→ **REQUIRED ACTION**
Leave the pictures in the listing below aside and reproduce exactly the lines starting with the one with "Practice. Identify the acoustic" and going on through the one with "Practice. Identify the man's nose", both ends included.

→ **INPUT MATERIAL**
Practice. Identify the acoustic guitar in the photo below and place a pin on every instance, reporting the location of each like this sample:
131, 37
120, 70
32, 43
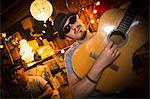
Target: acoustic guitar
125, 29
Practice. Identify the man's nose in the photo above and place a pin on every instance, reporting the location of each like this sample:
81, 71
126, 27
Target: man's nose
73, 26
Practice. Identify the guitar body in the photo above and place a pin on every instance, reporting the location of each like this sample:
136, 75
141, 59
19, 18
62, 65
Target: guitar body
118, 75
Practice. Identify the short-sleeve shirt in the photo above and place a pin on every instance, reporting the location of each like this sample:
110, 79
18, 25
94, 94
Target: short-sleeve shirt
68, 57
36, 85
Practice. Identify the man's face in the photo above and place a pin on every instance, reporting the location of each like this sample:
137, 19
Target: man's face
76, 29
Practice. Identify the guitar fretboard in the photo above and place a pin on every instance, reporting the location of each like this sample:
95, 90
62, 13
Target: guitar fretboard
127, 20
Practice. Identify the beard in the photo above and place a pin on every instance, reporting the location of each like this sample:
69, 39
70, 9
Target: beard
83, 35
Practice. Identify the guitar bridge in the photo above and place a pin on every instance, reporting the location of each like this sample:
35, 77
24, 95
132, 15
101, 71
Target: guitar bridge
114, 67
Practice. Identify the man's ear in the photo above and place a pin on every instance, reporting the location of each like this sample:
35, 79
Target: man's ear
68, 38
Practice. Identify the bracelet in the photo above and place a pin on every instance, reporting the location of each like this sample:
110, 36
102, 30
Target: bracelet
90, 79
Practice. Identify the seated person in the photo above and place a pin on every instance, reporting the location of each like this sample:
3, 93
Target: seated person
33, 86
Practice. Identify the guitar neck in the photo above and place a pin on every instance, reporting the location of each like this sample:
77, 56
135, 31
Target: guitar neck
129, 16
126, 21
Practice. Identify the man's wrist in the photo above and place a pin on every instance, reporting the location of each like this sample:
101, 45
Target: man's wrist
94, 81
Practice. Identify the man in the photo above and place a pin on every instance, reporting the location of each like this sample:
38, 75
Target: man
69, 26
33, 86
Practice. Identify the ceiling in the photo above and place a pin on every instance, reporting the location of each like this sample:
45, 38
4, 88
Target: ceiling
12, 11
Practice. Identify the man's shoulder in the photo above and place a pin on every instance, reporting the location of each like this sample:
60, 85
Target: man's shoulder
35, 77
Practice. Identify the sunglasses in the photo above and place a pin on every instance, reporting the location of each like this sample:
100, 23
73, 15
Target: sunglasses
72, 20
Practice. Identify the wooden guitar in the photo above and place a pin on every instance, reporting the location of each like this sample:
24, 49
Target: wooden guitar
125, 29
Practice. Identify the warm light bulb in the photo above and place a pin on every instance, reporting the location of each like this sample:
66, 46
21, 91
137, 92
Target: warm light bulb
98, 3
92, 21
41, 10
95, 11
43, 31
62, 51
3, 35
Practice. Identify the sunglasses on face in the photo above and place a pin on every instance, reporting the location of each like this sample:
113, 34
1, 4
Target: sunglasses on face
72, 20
* * *
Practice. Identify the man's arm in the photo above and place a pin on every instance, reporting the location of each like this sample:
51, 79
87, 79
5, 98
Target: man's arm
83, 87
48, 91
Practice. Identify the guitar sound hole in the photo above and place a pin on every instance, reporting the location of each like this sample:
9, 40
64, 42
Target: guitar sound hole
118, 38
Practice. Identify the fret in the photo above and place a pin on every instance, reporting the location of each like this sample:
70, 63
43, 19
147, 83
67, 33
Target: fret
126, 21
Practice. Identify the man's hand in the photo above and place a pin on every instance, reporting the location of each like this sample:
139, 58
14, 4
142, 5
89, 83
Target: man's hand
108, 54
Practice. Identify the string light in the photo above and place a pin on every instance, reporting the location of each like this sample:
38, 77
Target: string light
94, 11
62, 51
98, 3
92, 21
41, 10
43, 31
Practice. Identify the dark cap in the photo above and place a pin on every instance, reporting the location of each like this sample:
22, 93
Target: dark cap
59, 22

→ **FINISHED TASK**
Practice. Identify the acoustic guitar in the photo below and place a pin on every instance, reporting the location of each like this sample:
131, 37
120, 70
32, 43
Target: acoustic guitar
125, 29
Practice. Identify the man's nose in the photo above and place a pin on every instance, reporting the location of each like this sample:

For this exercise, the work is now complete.